─── Document

Bentley to the Arctic Circle: CAR+ archive, May 2007

Published: 19 September 2015

Not gonna crash this car. I am not going to crash this car. I am not going to have my most expensive and probably final accident at 30 bloody miles per hour. But not having the accident is easier said than done when I’m 200 miles north of the Arctic Circle, three days and 1200 miles into the craziest road trip a Bentley Azure will ever make, driving at night over steep, sheet-ice roads I struggle to stand up on, across which an Arctic gale is blowing powder snow so hard and fast that the headlights illuminate what looks like a weird white conveyor belt running at right angles over the road.

There are orange markers to show where the road is, or was, but I lose sight of them when the snowdrift blows higher. Sometimes it blows so hard and high that I lose sight of the flying ‘B’ at the end of the Bentley’s bonnet, so I just stop, and wait, and hope it stops before I get snowed in. Better that than leave the road and end up in one of the fjords these roads run high above. The next living being to set eyes on me would probably be a curious cod, nosing around the Azure’s dissolving hulk in a few years’ time, wondering why some idiot chose to drive so far north in such an unsuitable car.

You’re probably wondering the same thing. I did too, frequently. There probably are less suitable cars in which to drive north of the Arctic Circle, but I can’t think of one right now. The Bentley has almost everything you don’t want up here; a soft top, rear-wheel drive, 645lb ft of torque and five-and-a-half metres of hand-tooled coachwork. It also has a price tag of £222,000. I have driven more expensive cars, but not many, and never on ice. 

Bentley has some balls making a convertible from the bones of the vast and antiquated Arnage saloon, fitting it with a twin-turbo version of an engine so ancient it’s mentioned in the Old Testament and charging nearly a quarter of a million quid for it. But it shows that Bentley can still do old-school, big-bore, double-barrelled British motoring alongside the more anodyne Continental.

Ben Oliver chases the Northern Lights in a Bentley Azure

And it will sell, mainly to rappers, oil sheikhs and superannuated, syphilitic Hollywood producers retired to Palm Springs. The great tragedy of the Azure is that these people will only ever use it as a boulevardier when it’s actually a half-decent car to drive. It’s an open Bentley with a truck’s torque, just like those ’20s Le Mans cars, but nobody will ever do anything remotely heroic in one.

So we thought we would. We thought that the best thing you could look at through the open roof of the Azure was the Aurora Borealis, or the Northern Lights; the weird, ethereal, spectral glow created as particles borne from the sun on the solar wind collide with the earth’s upper atmosphere and create shifting clouds of green, purple and red. You need to get within around 1500 miles of the North Pole to see the Lights, and for us that meant a boat to Bergen and three long days of driving from the middle of Norway to the top.But the Lights are capricious; if terrestrial or solar weather conditions aren’t right, they won’t show. You might be able to buy the car but you can’t buy the view, and we always knew there was a chance we could do this whole trip and not see them once.

──────

- _Instruction 1_
Can you copy, word for word, the passage of the Bentley Azure article between "So we thought" and "see them once.", inclusive?

─── Available data

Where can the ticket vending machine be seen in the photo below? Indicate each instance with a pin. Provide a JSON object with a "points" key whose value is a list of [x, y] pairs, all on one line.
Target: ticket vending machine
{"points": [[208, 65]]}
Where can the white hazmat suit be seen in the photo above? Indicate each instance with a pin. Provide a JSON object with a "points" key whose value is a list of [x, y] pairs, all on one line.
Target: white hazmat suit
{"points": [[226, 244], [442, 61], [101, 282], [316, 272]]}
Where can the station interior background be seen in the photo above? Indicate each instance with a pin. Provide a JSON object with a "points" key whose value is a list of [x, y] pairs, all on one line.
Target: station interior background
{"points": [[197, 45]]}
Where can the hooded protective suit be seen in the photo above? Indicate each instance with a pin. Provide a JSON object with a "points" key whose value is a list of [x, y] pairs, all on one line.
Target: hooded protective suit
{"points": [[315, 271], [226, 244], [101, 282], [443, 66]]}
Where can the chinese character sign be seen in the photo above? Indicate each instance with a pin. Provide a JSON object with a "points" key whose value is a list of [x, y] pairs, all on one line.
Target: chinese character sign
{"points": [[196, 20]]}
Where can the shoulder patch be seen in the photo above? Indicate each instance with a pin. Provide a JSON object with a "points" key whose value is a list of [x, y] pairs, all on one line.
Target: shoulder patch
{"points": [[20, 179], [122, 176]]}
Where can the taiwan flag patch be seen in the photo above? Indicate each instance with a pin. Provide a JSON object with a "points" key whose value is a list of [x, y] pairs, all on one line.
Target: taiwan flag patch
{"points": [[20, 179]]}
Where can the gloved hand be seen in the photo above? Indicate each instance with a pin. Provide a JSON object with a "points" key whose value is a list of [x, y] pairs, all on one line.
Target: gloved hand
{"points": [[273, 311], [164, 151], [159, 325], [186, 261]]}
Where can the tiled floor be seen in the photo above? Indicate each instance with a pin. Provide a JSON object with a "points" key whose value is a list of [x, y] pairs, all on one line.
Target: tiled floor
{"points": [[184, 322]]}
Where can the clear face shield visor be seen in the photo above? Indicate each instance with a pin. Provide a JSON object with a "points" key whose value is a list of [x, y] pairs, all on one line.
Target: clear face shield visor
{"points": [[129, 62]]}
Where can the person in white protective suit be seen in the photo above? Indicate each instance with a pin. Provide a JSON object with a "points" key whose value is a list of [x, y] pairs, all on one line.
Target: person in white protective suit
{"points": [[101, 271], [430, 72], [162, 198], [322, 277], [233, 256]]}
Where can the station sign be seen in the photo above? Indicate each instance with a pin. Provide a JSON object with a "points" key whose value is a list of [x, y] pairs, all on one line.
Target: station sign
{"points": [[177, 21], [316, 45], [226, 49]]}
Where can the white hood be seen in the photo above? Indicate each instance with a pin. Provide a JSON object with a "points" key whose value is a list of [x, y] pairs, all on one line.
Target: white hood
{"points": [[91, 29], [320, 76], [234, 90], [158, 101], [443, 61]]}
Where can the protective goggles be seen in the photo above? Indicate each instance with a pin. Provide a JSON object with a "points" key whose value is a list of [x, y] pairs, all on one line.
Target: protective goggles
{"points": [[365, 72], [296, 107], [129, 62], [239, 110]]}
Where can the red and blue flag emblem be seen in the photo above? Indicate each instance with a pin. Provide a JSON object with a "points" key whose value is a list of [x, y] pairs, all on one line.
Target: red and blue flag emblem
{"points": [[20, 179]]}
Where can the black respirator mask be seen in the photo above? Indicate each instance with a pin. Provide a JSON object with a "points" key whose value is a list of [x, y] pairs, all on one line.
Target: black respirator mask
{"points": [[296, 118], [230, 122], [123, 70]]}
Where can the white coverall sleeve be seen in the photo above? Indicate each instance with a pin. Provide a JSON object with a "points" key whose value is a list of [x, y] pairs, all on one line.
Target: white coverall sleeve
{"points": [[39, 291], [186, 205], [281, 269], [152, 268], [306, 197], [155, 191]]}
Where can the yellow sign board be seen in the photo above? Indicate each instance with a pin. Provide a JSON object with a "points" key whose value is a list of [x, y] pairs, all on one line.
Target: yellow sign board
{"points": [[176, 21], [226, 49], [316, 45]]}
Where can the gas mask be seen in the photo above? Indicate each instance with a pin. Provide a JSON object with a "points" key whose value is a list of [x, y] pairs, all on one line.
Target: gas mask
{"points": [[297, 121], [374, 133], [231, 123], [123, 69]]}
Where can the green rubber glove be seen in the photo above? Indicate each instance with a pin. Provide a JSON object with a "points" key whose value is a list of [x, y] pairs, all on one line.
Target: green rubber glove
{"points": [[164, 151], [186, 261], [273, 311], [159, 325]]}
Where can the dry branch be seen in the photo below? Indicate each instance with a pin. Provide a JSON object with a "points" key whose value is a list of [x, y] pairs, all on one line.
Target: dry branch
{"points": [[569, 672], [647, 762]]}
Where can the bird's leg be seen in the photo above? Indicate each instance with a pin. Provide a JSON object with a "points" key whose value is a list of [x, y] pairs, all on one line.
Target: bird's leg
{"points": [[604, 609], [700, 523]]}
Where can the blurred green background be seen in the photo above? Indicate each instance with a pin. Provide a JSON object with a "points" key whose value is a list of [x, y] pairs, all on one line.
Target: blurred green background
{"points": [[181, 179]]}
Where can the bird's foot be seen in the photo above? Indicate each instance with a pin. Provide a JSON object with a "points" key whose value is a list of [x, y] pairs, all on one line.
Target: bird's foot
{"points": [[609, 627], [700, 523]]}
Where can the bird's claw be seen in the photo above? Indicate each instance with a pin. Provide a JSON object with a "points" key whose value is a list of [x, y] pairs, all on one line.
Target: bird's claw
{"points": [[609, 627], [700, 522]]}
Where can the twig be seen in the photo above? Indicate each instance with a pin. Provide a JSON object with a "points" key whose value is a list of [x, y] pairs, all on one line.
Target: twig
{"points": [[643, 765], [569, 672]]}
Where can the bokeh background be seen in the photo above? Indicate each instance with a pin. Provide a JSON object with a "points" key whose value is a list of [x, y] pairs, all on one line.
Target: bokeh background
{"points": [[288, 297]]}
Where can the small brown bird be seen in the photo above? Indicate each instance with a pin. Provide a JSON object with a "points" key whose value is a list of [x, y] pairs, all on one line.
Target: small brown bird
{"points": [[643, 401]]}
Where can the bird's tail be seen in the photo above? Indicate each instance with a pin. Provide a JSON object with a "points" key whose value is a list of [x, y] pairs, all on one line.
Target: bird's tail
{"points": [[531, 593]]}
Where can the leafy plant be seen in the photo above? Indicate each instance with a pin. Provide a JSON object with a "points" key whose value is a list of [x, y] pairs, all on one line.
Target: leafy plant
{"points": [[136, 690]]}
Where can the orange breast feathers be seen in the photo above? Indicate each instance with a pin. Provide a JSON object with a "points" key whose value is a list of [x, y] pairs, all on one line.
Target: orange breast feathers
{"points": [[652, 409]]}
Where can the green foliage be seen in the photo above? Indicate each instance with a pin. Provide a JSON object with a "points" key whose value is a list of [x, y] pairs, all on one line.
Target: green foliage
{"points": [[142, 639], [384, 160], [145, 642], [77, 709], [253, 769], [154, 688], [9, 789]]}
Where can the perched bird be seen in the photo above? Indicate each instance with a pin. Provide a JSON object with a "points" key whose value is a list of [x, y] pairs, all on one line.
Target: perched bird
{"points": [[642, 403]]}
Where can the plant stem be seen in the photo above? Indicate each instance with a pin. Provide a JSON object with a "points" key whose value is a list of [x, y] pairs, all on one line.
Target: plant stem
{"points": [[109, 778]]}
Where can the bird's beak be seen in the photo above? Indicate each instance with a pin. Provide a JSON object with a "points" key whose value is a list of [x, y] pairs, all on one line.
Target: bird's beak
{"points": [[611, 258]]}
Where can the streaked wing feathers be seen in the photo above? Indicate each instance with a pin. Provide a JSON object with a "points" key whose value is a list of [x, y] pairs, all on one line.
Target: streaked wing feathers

──────

- _Instruction 2_
Will you repeat, verbatim, the lines of the rows between the line holding "Where can the perched" and the final line of the rows, inclusive?

- _Expected answer 1_
So we thought we would. We thought that the best thing you could look at through the open roof of the Azure was the Aurora Borealis, or the Northern Lights; the weird, ethereal, spectral glow created as particles borne from the sun on the solar wind collide with the earth’s upper atmosphere and create shifting clouds of green, purple and red. You need to get within around 1500 miles of the North Pole to see the Lights, and for us that meant a boat to Bergen and three long days of driving from the middle of Norway to the top.But the Lights are capricious; if terrestrial or solar weather conditions aren’t right, they won’t show. You might be able to buy the car but you can’t buy the view, and we always knew there was a chance we could do this whole trip and not see them once.

- _Expected answer 2_
Where can the perched bird be seen in the photo above? Indicate each instance with a pin. Provide a JSON object with a "points" key whose value is a list of [x, y] pairs, all on one line.
Target: perched bird
{"points": [[642, 403]]}
Where can the plant stem be seen in the photo above? Indicate each instance with a pin. Provide a JSON object with a "points" key whose value is a list of [x, y] pairs, all on one line.
Target: plant stem
{"points": [[109, 778]]}
Where can the bird's beak be seen in the photo above? Indicate each instance with a pin. Provide a JSON object with a "points" key whose value is a list of [x, y] pairs, all on one line.
Target: bird's beak
{"points": [[611, 258]]}
Where can the streaked wing feathers be seen in the photo above? Indicate each instance with a pin. Provide a JSON object with a "points" key whose value is a list of [x, y] pairs, all on one line.
Target: streaked wing feathers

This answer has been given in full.